Dataset extract start

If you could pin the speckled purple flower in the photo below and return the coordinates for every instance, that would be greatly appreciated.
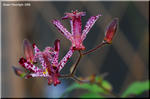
(48, 60)
(76, 37)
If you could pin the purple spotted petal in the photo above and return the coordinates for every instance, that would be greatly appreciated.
(65, 59)
(89, 25)
(19, 72)
(28, 65)
(28, 51)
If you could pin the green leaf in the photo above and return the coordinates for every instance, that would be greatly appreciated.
(136, 88)
(91, 95)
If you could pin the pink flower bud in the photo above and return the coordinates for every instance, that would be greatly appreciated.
(111, 30)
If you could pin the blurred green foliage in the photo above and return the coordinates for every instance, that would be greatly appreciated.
(96, 91)
(136, 88)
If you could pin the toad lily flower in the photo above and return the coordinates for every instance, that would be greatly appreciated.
(111, 31)
(76, 37)
(48, 59)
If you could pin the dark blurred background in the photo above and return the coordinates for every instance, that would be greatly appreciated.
(125, 61)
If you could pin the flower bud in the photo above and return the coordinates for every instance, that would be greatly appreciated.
(111, 30)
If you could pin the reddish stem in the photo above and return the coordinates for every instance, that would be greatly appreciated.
(94, 49)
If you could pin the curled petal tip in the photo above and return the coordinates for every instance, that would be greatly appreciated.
(19, 72)
(111, 30)
(57, 44)
(28, 51)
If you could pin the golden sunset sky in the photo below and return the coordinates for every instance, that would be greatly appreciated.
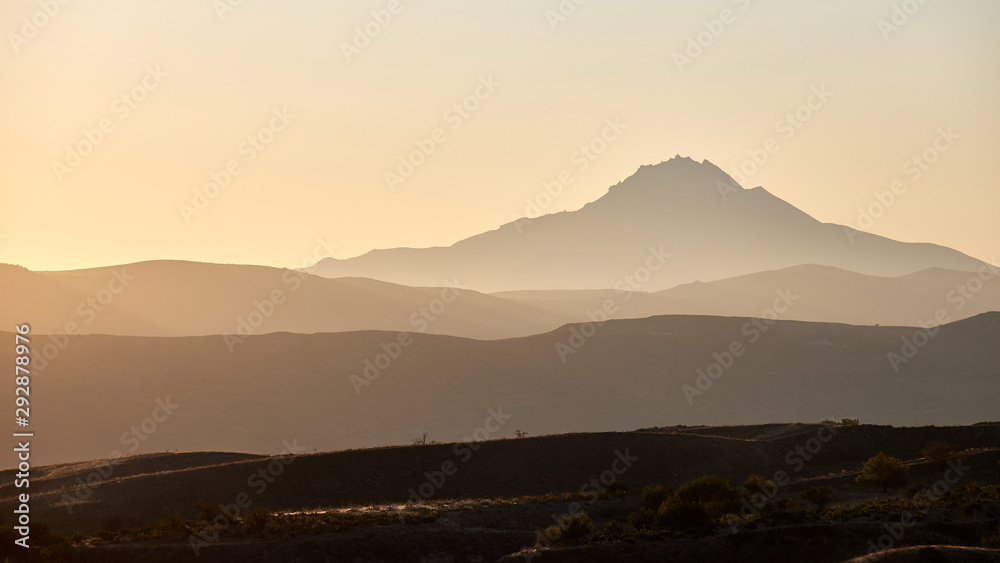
(309, 112)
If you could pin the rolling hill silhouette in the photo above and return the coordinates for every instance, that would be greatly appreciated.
(711, 227)
(358, 389)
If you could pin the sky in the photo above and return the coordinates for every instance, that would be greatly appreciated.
(244, 131)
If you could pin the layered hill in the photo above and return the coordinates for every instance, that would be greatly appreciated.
(362, 389)
(711, 227)
(822, 293)
(173, 298)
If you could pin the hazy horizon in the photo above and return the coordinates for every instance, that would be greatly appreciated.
(545, 86)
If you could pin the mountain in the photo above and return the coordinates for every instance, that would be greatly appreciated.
(172, 298)
(370, 388)
(711, 227)
(819, 293)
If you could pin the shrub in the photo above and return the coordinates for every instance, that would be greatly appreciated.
(207, 511)
(914, 489)
(712, 491)
(757, 483)
(678, 514)
(820, 495)
(992, 542)
(112, 524)
(885, 472)
(643, 519)
(256, 521)
(939, 453)
(653, 497)
(571, 528)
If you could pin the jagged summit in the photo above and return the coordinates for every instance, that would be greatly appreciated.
(710, 225)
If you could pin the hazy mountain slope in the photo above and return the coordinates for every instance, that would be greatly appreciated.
(677, 206)
(823, 293)
(630, 374)
(172, 298)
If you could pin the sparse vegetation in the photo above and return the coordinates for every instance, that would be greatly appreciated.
(821, 495)
(884, 471)
(257, 521)
(571, 529)
(939, 453)
(992, 542)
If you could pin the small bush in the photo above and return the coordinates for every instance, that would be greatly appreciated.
(643, 519)
(820, 495)
(256, 521)
(676, 514)
(653, 497)
(914, 489)
(938, 453)
(570, 529)
(112, 524)
(992, 542)
(207, 511)
(885, 472)
(757, 483)
(712, 491)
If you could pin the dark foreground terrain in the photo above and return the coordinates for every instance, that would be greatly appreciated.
(712, 494)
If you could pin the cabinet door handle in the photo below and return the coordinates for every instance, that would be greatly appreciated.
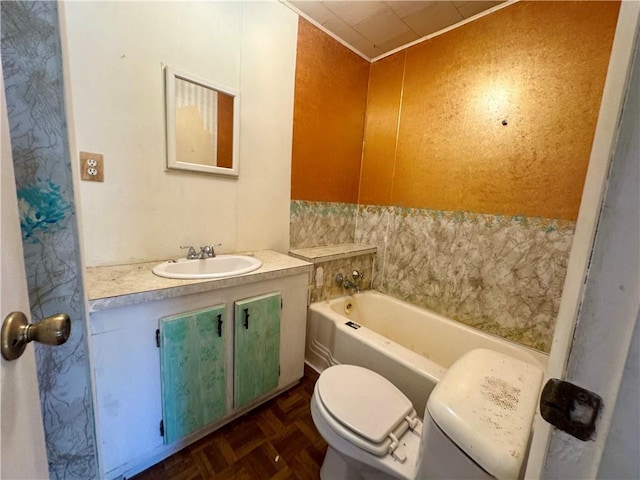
(220, 324)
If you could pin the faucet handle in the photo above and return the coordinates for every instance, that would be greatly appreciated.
(210, 249)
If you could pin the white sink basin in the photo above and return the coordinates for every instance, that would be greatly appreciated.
(220, 266)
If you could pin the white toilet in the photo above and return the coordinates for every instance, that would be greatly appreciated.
(477, 423)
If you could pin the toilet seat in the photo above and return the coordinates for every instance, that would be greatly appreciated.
(365, 409)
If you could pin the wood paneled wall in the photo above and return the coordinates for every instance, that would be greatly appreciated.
(328, 118)
(435, 134)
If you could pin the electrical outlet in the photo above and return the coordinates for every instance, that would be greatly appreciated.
(91, 167)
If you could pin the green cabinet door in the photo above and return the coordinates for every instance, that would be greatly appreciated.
(256, 347)
(192, 369)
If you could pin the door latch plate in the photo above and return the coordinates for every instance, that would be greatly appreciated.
(570, 408)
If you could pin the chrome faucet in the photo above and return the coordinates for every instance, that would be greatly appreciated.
(348, 284)
(205, 252)
(208, 250)
(191, 254)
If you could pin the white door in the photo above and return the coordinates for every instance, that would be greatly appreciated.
(599, 312)
(22, 449)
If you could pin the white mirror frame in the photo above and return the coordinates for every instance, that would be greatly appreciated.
(172, 161)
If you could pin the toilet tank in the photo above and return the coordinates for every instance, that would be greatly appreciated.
(479, 417)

Dataset extract end

Given problem >>
Please lay out the material as a numbered list, starting with the line that contains "If you could pin the chrome" and going on through the last line of the material, with both of those lines included. Leave out any blank lines.

Reply to the exercise >>
1. If you could pin the chrome faucet in the photo above and return the coordinates for every instance, that would be greatly appreciated.
2. (348, 284)
3. (205, 252)
4. (208, 250)
5. (191, 254)
6. If you could pin the white door in the photo above and return the coordinates for every instance, that would be greatly appreciated.
7. (599, 312)
8. (22, 449)
9. If you could pin the white mirror frame in the photo above and return the coordinates for every instance, that would be greatly appreciated.
10. (172, 161)
11. If you could pin the toilet tank in the photo above and return the coordinates for every instance, that would be greatly appreciated.
12. (479, 417)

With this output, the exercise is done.